Document excerpt.

************

I believe that multiple sensors can be wired in parallel up to some absurd limit (related to how long the cabling is; 100m cables (total) should be no problem for single devices.

One Wire File System (owfs)

You can query the state of the sensors using Linux’s one wire file system.

Warning
It can be tricky to install. On Ubuntu, don’t for get these packages: libusb-dev libfuse-dev fuse-utils (and maybe more).

Load fuse module (fuse = filesystem in userspace) which will allow 1-wire information to be present as a virtual file system.

$ sudo modprobe fuse

Run the owfs binary that mounts the mountpoint (/mnt here) with the 1-wire data.

$ sudo ./module/owfs/src/c/owfs -u /mnt/
DEFAULT: ow_usb_msg.c:DS9490_open(263) Opened USB DS9490 bus master at 4:5.
DEFAULT: ow_usb_cycle.c:DS9490_ID_this_master(191) Set DS9490 4:5 unique id to 81 2C 70 26 00 00 00 75

Start querying the data. 10.5BBC0F010800 is the unique ID of my DS1820 sensor. Other sensors in the system will have other IDs.

************

Instructions for the task. List every package that the one-wire file system excerpt says to install on Ubuntu.

************

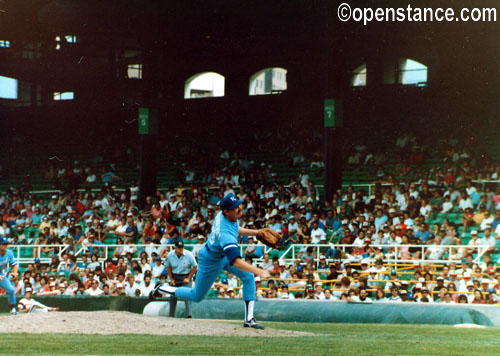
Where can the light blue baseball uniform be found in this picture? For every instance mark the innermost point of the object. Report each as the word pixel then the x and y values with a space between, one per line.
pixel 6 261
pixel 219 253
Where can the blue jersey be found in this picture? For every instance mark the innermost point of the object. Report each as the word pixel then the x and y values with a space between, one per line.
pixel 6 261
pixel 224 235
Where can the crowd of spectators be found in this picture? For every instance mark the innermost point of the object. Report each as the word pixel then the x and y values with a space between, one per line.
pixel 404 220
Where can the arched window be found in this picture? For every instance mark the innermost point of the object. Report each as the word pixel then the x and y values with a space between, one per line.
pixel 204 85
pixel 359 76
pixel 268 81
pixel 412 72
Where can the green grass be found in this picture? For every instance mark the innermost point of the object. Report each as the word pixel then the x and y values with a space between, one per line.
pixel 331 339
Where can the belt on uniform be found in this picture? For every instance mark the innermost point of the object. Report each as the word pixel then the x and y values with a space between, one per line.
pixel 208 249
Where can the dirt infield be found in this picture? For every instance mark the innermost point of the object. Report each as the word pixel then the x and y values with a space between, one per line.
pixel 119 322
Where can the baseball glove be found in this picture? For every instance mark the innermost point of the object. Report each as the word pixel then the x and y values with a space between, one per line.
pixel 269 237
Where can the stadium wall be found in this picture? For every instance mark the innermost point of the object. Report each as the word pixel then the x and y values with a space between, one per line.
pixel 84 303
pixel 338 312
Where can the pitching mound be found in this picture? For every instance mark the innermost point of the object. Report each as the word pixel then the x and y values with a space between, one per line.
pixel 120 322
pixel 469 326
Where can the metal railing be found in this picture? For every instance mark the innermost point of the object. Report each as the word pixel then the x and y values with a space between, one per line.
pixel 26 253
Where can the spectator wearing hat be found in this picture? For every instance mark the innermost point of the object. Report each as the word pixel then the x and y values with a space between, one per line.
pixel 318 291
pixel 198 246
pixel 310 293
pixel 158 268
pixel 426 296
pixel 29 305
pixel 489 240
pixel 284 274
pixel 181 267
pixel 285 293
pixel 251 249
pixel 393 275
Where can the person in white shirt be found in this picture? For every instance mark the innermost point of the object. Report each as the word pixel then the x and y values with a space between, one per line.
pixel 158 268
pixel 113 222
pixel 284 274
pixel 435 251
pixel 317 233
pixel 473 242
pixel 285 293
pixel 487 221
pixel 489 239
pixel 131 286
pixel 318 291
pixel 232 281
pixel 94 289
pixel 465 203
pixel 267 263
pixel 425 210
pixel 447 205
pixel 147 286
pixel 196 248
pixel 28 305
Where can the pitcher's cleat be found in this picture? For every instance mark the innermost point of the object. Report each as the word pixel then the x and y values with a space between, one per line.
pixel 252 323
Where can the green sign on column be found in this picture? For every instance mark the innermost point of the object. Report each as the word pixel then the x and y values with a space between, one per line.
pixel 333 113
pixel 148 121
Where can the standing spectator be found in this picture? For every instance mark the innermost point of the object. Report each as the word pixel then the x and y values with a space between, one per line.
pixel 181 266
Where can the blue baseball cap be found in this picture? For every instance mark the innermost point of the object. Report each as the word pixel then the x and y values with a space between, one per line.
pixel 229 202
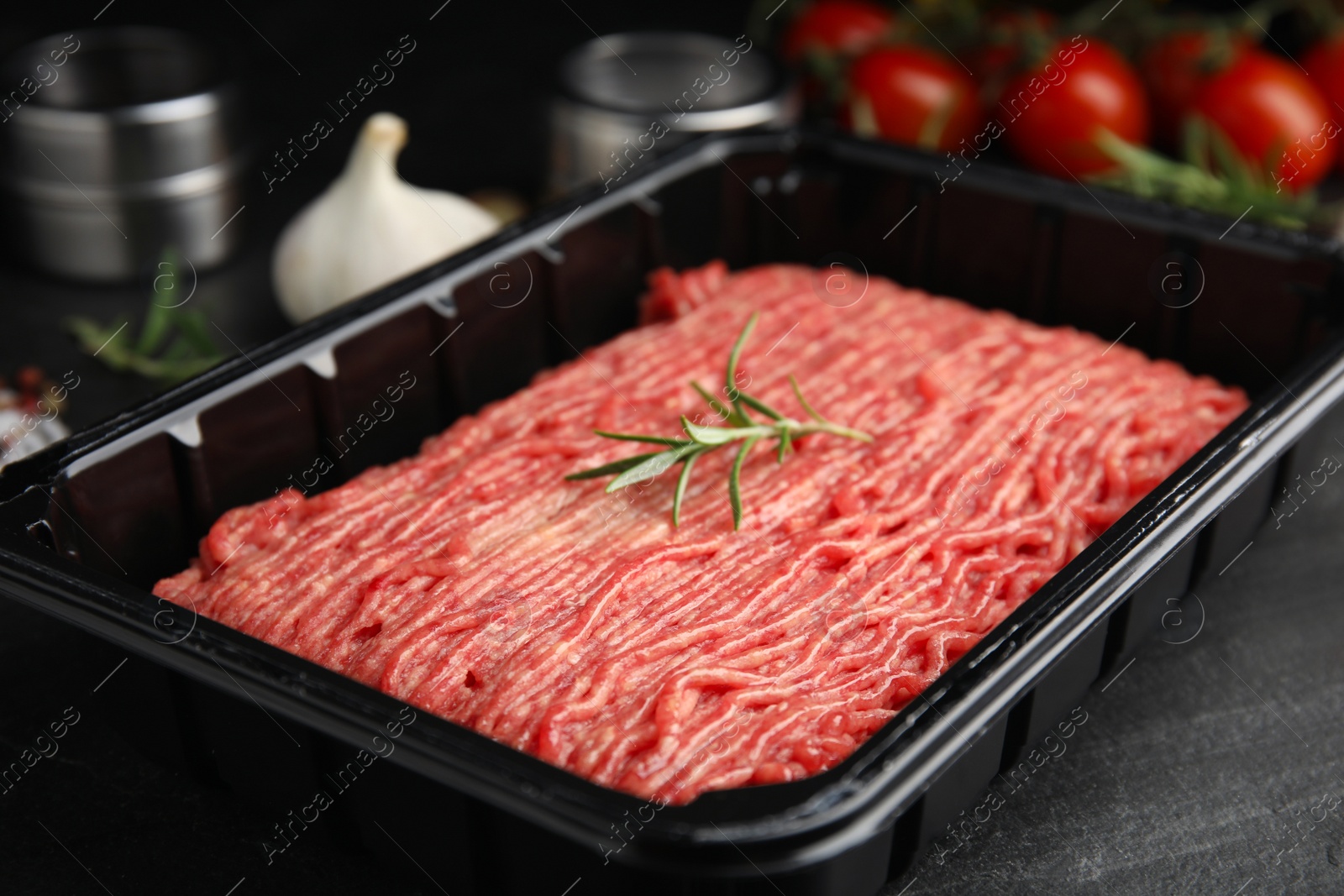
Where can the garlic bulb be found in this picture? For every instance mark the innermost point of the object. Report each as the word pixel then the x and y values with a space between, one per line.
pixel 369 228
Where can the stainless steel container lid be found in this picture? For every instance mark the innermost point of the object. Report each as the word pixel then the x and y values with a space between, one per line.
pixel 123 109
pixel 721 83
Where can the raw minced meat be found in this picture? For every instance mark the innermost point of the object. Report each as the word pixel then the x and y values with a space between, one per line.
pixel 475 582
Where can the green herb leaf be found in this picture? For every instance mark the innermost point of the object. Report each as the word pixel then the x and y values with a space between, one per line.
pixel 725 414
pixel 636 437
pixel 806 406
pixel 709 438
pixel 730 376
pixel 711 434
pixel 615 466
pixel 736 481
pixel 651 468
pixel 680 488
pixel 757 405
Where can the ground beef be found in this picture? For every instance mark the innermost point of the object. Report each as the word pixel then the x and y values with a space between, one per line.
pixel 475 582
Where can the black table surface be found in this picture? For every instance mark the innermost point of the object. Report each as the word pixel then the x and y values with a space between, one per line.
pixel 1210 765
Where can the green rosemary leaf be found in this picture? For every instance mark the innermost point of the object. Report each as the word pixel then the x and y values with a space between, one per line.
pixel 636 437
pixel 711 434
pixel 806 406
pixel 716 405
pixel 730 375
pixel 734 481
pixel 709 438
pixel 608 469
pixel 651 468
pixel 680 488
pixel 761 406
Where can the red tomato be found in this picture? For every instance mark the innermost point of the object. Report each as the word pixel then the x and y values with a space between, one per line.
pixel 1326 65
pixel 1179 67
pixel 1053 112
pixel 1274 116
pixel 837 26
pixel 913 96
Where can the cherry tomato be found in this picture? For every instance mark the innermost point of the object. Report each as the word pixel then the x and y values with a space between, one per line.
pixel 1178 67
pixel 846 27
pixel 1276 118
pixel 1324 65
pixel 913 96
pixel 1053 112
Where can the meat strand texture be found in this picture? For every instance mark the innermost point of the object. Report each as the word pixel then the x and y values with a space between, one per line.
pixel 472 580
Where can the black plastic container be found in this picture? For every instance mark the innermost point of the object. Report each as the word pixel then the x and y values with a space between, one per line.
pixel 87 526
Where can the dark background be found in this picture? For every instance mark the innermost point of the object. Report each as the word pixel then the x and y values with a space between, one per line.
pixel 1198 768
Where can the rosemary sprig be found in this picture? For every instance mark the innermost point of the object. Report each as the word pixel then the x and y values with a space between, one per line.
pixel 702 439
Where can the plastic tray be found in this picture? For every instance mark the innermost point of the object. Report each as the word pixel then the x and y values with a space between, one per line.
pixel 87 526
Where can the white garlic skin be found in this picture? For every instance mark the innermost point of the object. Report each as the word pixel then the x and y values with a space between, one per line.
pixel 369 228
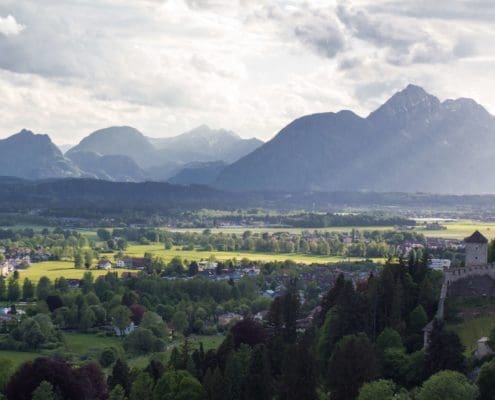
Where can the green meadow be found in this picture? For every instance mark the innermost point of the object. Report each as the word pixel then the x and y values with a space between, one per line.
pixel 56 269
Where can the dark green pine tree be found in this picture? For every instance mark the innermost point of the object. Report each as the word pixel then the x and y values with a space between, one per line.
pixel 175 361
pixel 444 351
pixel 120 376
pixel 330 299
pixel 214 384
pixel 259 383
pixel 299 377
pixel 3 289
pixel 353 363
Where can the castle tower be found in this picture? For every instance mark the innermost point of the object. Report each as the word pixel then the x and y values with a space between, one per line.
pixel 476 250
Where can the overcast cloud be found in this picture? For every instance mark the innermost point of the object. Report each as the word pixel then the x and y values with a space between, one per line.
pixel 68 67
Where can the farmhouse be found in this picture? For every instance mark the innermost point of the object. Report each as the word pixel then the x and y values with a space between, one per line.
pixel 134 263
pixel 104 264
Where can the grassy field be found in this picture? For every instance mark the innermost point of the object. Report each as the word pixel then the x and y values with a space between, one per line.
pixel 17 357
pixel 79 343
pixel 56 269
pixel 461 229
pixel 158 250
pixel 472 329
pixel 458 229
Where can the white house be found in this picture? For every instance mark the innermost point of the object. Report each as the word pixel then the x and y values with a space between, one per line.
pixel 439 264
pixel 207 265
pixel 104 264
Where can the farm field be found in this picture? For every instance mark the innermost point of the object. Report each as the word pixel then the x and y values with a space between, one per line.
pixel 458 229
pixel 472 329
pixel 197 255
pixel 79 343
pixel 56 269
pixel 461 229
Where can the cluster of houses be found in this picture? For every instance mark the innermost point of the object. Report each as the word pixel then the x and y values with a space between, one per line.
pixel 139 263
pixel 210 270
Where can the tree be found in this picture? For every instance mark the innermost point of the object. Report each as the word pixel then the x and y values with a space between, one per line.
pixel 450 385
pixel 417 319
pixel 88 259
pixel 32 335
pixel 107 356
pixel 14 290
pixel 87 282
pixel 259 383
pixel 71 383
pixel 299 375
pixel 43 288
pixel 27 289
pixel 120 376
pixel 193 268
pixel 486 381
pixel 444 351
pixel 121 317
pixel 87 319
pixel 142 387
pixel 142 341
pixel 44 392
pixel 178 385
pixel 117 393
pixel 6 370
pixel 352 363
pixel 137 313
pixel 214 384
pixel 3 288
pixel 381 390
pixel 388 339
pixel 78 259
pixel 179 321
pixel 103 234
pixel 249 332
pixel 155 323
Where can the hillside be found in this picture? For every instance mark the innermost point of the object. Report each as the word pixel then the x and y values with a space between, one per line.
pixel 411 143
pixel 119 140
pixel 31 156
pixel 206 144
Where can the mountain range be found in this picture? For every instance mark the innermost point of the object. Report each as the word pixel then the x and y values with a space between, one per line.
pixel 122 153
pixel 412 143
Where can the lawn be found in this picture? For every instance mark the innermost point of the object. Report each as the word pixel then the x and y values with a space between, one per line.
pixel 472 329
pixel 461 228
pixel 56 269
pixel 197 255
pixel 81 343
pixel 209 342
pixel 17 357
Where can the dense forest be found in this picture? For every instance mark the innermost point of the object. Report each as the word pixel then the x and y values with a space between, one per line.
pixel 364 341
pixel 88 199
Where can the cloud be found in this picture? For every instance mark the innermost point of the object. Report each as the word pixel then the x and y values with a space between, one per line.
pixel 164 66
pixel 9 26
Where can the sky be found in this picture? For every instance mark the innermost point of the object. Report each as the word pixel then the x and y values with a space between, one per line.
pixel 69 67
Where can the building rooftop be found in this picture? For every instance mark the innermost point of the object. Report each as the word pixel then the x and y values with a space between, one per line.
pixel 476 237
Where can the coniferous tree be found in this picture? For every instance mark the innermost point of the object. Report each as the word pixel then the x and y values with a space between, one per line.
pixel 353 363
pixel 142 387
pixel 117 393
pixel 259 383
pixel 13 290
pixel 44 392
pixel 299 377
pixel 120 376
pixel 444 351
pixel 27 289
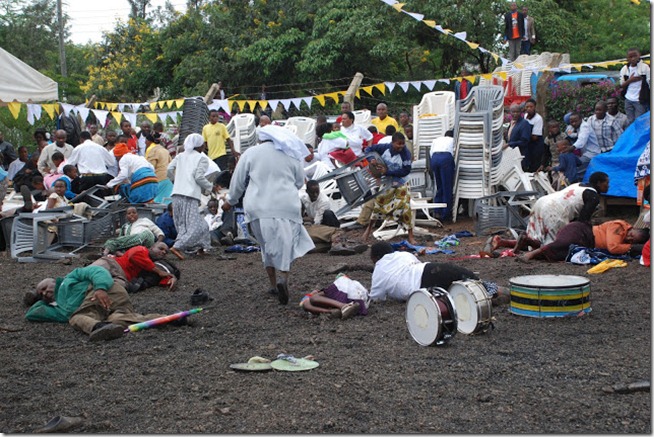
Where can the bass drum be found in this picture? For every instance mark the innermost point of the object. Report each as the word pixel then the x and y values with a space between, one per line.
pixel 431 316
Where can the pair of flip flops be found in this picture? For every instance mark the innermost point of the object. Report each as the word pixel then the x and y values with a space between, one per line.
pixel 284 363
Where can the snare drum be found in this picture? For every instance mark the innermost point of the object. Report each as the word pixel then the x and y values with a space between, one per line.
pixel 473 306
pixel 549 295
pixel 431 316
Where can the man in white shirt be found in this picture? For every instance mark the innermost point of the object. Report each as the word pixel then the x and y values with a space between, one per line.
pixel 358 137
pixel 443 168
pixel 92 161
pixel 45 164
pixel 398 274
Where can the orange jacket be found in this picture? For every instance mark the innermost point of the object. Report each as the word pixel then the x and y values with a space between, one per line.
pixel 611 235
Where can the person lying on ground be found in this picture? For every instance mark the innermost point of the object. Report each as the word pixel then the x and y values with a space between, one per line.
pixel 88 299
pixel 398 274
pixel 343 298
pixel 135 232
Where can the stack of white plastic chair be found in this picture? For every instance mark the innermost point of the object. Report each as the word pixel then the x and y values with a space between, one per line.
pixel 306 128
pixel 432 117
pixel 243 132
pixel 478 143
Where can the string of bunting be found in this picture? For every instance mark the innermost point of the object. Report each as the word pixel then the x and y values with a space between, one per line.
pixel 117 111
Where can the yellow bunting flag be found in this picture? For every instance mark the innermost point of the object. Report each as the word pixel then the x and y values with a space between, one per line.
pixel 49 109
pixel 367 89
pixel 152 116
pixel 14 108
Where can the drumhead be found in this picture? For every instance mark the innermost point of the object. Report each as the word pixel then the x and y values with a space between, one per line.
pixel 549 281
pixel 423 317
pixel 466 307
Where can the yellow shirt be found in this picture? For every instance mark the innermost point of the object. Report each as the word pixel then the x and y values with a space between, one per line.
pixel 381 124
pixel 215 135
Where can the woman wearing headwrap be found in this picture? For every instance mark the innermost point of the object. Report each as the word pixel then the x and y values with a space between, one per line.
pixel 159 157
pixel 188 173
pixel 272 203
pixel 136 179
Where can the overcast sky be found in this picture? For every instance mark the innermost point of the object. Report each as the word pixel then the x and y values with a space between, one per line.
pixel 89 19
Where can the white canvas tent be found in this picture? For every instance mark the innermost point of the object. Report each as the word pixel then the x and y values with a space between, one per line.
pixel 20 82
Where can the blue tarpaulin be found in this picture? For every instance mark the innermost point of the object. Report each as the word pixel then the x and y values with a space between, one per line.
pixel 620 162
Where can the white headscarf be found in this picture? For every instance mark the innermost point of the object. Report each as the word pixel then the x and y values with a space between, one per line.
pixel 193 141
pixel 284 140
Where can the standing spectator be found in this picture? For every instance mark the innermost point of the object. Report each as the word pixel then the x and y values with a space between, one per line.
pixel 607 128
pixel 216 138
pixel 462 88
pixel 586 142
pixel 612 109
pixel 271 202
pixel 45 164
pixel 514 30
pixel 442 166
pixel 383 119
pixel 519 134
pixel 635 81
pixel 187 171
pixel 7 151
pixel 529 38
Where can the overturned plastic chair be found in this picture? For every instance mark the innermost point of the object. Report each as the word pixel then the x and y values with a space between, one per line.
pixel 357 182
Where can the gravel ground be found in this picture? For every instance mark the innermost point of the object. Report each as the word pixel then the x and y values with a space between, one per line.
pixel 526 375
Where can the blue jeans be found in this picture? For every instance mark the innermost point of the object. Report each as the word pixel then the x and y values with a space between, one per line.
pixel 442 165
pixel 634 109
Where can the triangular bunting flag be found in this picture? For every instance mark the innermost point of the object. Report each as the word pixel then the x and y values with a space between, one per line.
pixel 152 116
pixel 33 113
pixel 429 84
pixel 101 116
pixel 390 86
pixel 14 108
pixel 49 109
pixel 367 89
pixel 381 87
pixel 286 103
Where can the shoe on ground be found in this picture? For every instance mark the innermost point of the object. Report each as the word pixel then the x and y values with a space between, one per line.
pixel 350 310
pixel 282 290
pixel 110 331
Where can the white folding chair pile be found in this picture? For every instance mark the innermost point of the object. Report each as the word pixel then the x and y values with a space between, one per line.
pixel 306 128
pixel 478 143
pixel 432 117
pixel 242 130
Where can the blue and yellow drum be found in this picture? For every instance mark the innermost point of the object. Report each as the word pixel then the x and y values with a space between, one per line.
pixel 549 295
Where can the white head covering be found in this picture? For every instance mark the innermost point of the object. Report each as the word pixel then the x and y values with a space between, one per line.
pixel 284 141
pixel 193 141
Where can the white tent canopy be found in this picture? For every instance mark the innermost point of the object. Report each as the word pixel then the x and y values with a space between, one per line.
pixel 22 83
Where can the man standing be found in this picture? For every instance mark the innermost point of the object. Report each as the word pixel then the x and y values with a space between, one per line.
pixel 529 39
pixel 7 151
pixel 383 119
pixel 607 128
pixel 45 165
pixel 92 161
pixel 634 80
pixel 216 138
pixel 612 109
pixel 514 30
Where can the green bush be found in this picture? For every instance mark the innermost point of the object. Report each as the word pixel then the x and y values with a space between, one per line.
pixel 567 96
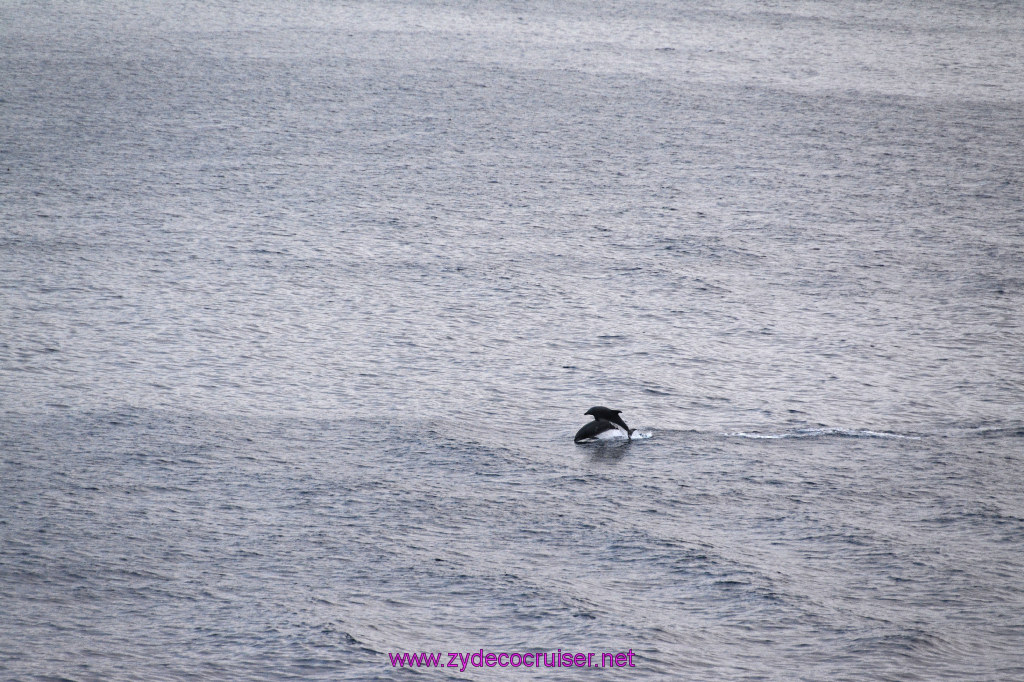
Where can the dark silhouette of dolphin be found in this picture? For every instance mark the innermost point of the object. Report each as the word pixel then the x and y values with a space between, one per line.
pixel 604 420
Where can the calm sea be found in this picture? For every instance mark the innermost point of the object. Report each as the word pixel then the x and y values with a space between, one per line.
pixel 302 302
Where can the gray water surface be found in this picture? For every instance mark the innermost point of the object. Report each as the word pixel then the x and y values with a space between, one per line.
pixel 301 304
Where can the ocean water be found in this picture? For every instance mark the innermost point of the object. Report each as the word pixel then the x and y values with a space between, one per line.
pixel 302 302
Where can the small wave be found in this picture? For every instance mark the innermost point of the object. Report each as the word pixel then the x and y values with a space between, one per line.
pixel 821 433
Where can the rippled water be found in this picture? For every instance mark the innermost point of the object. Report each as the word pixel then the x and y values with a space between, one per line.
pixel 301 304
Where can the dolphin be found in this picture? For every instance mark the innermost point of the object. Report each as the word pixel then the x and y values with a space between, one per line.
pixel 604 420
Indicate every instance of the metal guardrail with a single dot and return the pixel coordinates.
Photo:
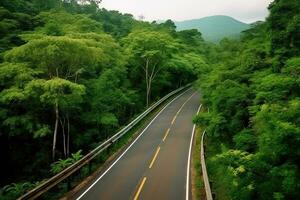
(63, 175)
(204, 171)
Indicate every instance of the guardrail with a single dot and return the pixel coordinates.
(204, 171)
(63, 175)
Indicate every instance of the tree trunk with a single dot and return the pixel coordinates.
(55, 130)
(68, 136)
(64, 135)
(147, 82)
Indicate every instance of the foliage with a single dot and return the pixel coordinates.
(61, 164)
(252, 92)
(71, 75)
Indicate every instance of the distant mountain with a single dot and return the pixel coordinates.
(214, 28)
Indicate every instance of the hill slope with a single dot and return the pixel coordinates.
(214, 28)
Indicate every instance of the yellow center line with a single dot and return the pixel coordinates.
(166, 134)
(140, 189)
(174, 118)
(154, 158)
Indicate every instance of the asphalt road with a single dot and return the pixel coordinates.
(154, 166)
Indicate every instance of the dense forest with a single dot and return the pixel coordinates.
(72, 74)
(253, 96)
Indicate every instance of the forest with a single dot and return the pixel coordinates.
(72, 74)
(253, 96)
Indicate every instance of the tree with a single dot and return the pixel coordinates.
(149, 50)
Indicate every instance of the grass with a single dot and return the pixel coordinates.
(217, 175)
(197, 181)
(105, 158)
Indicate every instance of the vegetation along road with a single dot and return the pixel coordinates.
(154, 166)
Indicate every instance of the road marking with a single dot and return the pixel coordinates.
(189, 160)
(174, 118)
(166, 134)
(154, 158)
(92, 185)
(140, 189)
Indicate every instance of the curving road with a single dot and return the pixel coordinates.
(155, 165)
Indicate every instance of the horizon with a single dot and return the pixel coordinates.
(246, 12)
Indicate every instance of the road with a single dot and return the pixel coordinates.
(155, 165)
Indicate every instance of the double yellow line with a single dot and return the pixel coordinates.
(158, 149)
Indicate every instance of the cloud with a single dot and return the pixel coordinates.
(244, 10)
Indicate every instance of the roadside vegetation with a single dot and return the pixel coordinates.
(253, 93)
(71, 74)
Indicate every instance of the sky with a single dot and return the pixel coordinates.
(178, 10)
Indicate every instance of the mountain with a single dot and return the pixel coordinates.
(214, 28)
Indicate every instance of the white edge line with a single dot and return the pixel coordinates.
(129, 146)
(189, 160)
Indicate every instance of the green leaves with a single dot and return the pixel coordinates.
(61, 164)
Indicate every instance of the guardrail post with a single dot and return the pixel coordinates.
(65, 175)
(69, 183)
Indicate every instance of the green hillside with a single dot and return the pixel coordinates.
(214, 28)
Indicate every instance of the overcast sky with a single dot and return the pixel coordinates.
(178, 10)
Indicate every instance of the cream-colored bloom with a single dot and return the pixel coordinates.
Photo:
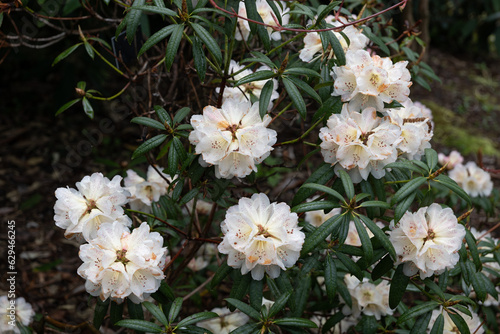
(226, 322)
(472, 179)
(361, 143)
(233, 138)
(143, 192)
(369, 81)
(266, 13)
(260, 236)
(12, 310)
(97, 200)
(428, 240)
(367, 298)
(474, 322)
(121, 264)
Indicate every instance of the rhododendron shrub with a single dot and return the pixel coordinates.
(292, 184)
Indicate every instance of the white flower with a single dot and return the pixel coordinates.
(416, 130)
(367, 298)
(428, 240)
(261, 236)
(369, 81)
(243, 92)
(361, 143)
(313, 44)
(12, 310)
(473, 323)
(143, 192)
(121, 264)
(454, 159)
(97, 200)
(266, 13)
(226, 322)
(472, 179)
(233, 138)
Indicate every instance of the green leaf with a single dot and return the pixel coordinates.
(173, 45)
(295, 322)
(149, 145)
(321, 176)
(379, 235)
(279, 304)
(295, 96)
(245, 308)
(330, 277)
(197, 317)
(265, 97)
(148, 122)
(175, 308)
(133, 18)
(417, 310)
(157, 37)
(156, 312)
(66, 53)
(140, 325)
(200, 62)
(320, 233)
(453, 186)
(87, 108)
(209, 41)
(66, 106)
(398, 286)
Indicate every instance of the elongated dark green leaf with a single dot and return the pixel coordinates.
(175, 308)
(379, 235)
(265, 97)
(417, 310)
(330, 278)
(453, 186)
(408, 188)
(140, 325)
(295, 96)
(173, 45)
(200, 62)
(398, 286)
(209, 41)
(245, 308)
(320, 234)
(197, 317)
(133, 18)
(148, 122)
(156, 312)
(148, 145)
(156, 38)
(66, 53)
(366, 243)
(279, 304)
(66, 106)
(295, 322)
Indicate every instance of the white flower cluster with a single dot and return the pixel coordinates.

************

Expected answer. libusb-dev, libfuse-dev, fuse-utils